EXERCISE TEXT.
________________

As a Senior Director of Strategy at GMR, Alla Dragoun is focused on creating unforgettable experiences that connect people to brands. Chatting about the modern depiction of parenting in advertising, Alla proves that a marketer's job is to present a more equitable and diverse view of parenting, and inspire the industry to do better.
How has the depiction of parenthood in advertising evolved?
In 2021 P&G launched “Come Clean to Close the Chore Gap” to draw attention to the statistic that 63% of women say they are the only member of the household who does chores. Dove launched #RealDadMoments that showcased engaged dads. They also included images of homes with two dads, further pushing for acceptance of diversity in homes. Luckily, there’s been a shift from advertisements depicting mothers doing it all to a more equitable and diverse view of parenting.
How are agencies and brands adapting ad comms to inclusivity around parenting?
Marketers influence progressive thinking. Our job as creative leaders is not just to reflect society back at itself but to push towards progress and equity, and to inspire the best in all of us. We’re visionaries who strive for the way things ought to be.
In what ways does your role as a parent inform your work?
I think empathy is a core requirement for being successful in Strategy. If we don’t strive to understand people we can’t possibly begin to know how to connect with them. Becoming a mother has dialed up my “empathy meter” to a level I didn’t know was possible. I started to look at everyone as “someone’s baby.” I connected to a more emotional place within myself, unlocking my capacity for emotional connection with our audiences.
Becoming a mom has also elevated my desire to urge companies to do better. I’ve always had a strong interest in the intersection of cause, company, and community — it’s that sweet spot that allows brands to use their strengths and resources to support and improve communities. I want to champion the environmental and social sustainability efforts at GMR Marketing, and also work with the brands we serve to help them do more (and get recognized for it!) to make the world better.
What are some areas regarding parenthood that you feel could use more visibility in advertising?
When we talk about parenthood, we still need to face the reality that what we’re mostly talking about is motherhood. Showcasing more men as primary caretakers and more diversity in parenthood is a small step in the right direction, but we can’t gloss over the fact that during Covid-19 it was mostly women who left the workforce to care for children. It is often the women who carry a disproportionate load of chores and childcare at home, even if they work full-time jobs.
We can’t separate the conversation about parenthood from a larger conversation about women in our society. Especially now. Women still get shamed for breastfeeding in public. Women just lost the federal right to choose when it comes to their reproduction. Women are still expected to “bounce back” after childbirth. In addition to the inequality and challenges women face, we also live in a country where paid maternity & paternity leave isn’t guaranteed. Childcare is not only not free, it’s cost-prohibitive for many. We expect parents to work like they don’t have kids, and parent like they don’t have jobs. These issues need more visibility and more accountability from brands and employers about what they’re doing to help solve these issues for their audiences. Because parents are NOT super-humans.
Legal guardians can play a significant role in the lives of children who are no longer with their birth parents. How can brands balance the importance placed on these other parental figures in their messaging?
Brands can be inclusive of parental figures by focusing on what makes a loving, caring parent. By demonstrating that your brand is the one that’s championed by those who truly care, the conversation becomes more about the love, caring, sacrifice, attention given by loving caretakers, no matter who they are.

________________

ENTRIES SHOWN.
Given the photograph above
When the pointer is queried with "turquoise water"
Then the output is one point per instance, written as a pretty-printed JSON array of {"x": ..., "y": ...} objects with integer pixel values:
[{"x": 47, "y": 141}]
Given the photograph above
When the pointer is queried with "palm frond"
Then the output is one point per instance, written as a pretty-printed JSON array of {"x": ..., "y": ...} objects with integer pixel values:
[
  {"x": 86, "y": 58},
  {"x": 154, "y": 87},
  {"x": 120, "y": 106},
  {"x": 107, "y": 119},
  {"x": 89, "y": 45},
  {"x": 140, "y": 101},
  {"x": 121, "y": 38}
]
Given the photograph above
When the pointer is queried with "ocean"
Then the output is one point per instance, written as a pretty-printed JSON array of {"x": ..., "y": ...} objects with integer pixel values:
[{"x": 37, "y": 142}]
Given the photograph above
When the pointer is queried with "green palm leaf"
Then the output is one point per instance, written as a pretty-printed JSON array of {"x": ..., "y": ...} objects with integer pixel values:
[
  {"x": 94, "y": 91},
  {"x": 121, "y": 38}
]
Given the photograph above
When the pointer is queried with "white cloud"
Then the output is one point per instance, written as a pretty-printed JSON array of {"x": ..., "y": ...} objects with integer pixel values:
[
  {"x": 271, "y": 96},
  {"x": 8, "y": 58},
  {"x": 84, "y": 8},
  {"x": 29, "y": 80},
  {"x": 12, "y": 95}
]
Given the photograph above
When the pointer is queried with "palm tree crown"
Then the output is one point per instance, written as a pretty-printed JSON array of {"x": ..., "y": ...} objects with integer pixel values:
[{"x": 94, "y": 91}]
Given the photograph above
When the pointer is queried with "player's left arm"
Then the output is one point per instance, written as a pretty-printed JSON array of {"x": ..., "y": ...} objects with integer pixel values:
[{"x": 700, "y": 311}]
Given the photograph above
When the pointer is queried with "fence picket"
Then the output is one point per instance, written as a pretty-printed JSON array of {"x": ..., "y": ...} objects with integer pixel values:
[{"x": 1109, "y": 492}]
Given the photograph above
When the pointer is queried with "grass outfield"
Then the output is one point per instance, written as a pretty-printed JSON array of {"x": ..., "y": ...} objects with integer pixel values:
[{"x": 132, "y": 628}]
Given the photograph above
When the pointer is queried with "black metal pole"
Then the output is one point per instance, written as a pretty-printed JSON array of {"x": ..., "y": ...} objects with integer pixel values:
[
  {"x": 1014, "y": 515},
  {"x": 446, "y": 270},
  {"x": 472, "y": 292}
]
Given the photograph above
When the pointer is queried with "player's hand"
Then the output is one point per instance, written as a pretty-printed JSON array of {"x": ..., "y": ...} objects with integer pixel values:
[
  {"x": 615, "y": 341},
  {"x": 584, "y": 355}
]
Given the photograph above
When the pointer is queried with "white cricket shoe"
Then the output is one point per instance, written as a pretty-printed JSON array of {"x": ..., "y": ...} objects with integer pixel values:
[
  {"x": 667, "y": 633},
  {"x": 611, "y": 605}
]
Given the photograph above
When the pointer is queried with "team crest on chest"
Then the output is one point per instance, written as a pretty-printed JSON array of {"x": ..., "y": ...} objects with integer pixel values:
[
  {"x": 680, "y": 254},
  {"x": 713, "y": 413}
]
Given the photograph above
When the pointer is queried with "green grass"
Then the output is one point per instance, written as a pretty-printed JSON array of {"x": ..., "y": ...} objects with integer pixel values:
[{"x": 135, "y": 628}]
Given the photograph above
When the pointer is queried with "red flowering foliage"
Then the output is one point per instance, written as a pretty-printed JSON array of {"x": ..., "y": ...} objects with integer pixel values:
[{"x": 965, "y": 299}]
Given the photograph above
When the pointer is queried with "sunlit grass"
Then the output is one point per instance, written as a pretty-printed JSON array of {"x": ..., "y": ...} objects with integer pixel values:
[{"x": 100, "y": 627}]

________________

REQUIREMENT 1. In the interview on parenting in advertising, reproduce the passage from "How has the" to "inclusivity around parenting?" word for word.
REQUIREMENT 2.
Answer these questions from the interview on parenting in advertising:
(a) What share of women say they are the only member of the household who does chores?
(b) What name did Dove give the campaign showing engaged dads?
(c) What does the interviewee call a core requirement for being successful in Strategy?

EXERCISE SOLUTION 1.
How has the depiction of parenthood in advertising evolved?
In 2021 P&G launched “Come Clean to Close the Chore Gap” to draw attention to the statistic that 63% of women say they are the only member of the household who does chores. Dove launched #RealDadMoments that showcased engaged dads. They also included images of homes with two dads, further pushing for acceptance of diversity in homes. Luckily, there’s been a shift from advertisements depicting mothers doing it all to a more equitable and diverse view of parenting.
How are agencies and brands adapting ad comms to inclusivity around parenting?

EXERCISE SOLUTION 2.
(a) 63%
(b) #RealDadMoments
(c) Empathy